- _Work to be completed_:
Repeat word for word the line with "Annotate each instance of the leafy" and every line after it until the records below run out.

··· Data listing

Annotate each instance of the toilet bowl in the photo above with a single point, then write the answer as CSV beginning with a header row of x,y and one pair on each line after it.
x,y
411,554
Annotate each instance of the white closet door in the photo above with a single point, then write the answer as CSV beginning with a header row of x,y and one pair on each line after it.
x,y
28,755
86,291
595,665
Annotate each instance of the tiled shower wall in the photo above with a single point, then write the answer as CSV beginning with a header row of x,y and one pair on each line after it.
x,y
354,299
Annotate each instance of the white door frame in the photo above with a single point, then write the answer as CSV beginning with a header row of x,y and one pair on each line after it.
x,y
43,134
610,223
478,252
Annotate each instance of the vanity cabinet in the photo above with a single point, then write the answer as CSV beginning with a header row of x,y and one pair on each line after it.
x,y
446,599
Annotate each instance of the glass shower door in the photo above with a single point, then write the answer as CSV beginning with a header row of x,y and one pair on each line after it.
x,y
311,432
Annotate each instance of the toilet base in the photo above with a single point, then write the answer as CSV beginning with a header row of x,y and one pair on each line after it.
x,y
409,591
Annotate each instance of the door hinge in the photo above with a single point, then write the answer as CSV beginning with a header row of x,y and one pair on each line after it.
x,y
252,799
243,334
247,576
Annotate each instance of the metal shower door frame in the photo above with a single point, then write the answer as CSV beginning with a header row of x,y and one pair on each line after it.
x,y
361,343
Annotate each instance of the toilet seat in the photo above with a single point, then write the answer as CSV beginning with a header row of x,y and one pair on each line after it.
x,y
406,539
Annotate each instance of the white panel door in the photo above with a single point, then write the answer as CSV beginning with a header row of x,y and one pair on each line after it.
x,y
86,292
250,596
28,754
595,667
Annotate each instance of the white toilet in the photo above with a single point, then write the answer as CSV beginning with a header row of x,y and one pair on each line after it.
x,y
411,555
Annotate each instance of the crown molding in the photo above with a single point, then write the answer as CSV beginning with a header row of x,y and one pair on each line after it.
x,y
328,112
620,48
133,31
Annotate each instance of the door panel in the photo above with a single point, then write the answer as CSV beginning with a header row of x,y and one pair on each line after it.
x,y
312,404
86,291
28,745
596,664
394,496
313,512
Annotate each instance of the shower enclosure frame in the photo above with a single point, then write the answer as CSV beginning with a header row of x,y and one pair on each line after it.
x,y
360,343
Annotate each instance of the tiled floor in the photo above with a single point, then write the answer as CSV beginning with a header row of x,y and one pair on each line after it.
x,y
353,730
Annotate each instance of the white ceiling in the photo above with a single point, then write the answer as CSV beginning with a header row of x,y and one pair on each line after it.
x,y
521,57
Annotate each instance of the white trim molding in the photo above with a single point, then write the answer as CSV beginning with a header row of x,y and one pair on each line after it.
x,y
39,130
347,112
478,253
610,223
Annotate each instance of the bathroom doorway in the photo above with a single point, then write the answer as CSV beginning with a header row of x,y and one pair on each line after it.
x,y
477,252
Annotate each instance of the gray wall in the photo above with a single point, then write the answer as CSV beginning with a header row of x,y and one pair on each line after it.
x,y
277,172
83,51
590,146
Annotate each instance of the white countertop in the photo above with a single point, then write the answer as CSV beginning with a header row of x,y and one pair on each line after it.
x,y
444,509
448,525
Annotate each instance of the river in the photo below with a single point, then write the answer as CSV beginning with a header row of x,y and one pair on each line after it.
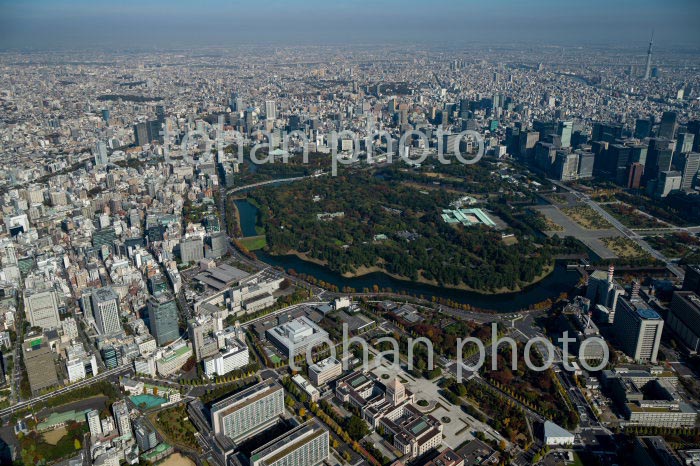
x,y
561,280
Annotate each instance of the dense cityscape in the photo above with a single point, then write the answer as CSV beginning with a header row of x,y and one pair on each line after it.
x,y
301,255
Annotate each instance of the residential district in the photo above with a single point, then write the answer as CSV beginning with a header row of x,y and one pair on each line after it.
x,y
148,316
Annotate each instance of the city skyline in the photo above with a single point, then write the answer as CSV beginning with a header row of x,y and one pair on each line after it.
x,y
165,25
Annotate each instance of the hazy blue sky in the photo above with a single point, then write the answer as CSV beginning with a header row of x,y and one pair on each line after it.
x,y
162,23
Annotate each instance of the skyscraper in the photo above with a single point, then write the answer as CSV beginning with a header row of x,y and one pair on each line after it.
x,y
647,68
141,133
121,417
634,180
162,318
270,109
667,127
101,158
93,419
565,130
605,291
105,307
689,164
684,144
659,157
639,331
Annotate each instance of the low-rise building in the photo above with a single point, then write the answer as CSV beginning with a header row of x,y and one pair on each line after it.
x,y
325,371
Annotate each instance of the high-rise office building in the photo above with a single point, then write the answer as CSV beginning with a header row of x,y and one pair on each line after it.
x,y
647,66
564,131
668,125
249,412
163,318
93,419
659,158
689,164
146,437
305,445
693,127
668,181
141,134
191,249
270,110
39,364
566,166
684,143
607,132
105,308
585,164
121,417
636,171
638,329
41,305
101,158
201,332
605,291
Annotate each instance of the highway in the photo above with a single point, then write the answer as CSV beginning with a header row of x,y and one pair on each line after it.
x,y
626,232
85,382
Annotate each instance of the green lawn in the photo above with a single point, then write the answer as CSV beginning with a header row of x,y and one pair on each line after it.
x,y
253,243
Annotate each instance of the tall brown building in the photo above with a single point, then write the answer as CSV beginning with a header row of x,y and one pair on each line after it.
x,y
634,180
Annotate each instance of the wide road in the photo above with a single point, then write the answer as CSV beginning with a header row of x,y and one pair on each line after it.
x,y
674,268
83,383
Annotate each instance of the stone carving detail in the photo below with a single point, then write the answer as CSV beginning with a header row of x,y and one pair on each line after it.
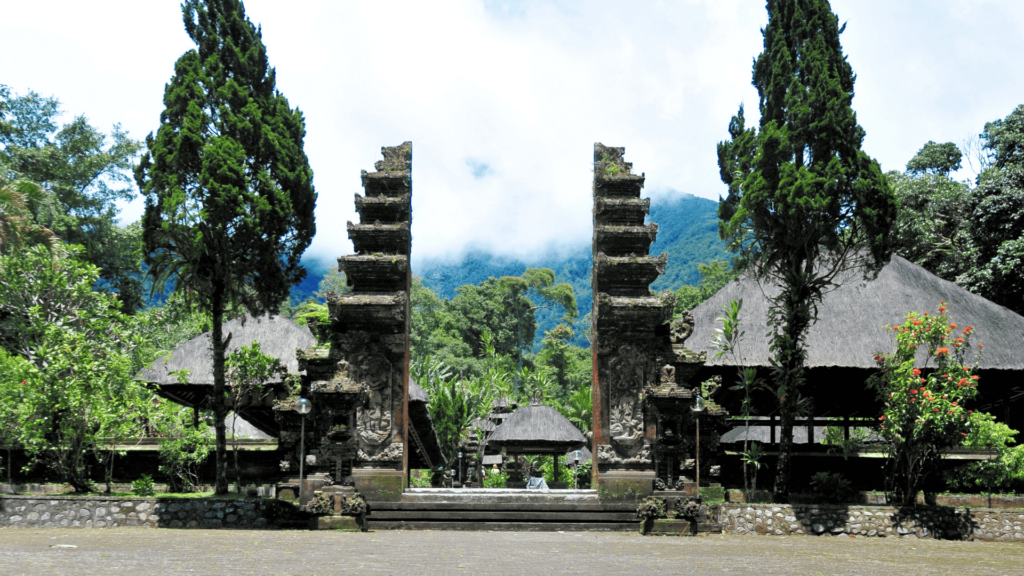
x,y
373,422
682,327
627,421
668,374
607,455
392,453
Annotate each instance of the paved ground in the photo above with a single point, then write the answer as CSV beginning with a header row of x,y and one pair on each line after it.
x,y
140,551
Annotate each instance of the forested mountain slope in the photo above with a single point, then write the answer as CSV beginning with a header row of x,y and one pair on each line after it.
x,y
687,232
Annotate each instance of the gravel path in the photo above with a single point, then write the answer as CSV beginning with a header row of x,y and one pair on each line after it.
x,y
138,551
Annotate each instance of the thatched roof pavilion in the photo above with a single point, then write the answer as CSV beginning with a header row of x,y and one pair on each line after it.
x,y
279,336
537,429
842,344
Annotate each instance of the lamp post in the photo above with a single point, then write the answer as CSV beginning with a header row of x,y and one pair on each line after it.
x,y
576,469
697,409
303,408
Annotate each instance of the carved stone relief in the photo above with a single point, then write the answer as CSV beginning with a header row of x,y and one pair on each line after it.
x,y
608,455
373,422
392,453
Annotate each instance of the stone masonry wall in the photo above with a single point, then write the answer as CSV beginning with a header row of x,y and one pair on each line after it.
x,y
910,522
34,511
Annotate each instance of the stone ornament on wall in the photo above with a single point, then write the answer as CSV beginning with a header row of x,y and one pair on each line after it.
x,y
373,422
608,455
392,453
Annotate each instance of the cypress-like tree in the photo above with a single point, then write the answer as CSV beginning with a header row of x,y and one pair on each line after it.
x,y
812,205
229,195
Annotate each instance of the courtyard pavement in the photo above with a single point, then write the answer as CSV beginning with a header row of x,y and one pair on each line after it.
x,y
141,551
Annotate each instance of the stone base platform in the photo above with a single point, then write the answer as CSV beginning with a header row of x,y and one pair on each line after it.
x,y
501,509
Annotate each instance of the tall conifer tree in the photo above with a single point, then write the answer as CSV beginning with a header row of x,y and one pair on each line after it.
x,y
812,205
229,195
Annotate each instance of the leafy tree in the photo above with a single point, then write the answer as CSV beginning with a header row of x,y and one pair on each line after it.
x,y
935,159
714,276
18,200
83,173
924,412
569,364
184,446
996,220
813,205
72,365
934,221
333,281
229,195
250,372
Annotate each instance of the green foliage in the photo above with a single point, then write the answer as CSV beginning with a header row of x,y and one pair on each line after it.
x,y
934,223
809,203
651,507
569,364
334,282
81,173
454,403
311,310
183,446
249,375
578,408
837,442
727,340
229,195
420,479
546,465
71,365
143,486
924,411
996,228
830,488
495,480
935,159
714,276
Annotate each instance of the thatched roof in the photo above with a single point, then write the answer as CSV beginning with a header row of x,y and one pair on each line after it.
x,y
585,456
279,336
537,428
851,319
419,419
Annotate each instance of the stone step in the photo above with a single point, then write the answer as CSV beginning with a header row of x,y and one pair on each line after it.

······

- _Result below_:
Annotate each instance of the leafy tree in the photo above with a single point, then write the answer as CSV beginning with a header row of x,y and one pair on each line after it.
x,y
935,159
714,276
18,200
83,173
924,412
569,364
184,446
996,220
813,205
72,365
934,221
333,281
229,195
250,372
Annotate each instance of the green foliage in the photo above with a single point, then write the answer as CSV beginning with a header row of x,y and one pair on each line after it.
x,y
934,223
809,203
651,507
569,364
334,282
81,173
454,403
311,310
183,446
249,375
578,408
837,442
727,340
229,195
420,479
546,465
71,365
143,486
924,411
996,228
830,488
495,480
935,159
714,276
Annotate each instance of the thatched roof in the photo above with a single point, then write the answer as CSV beginning with a header row of x,y and one pair on each line after it.
x,y
585,456
279,336
537,428
851,319
419,419
Annotate each instance of the stone step in the photo above with a single point, then write the answer as CSV beginning with a header row of x,y and one pair on each line after it.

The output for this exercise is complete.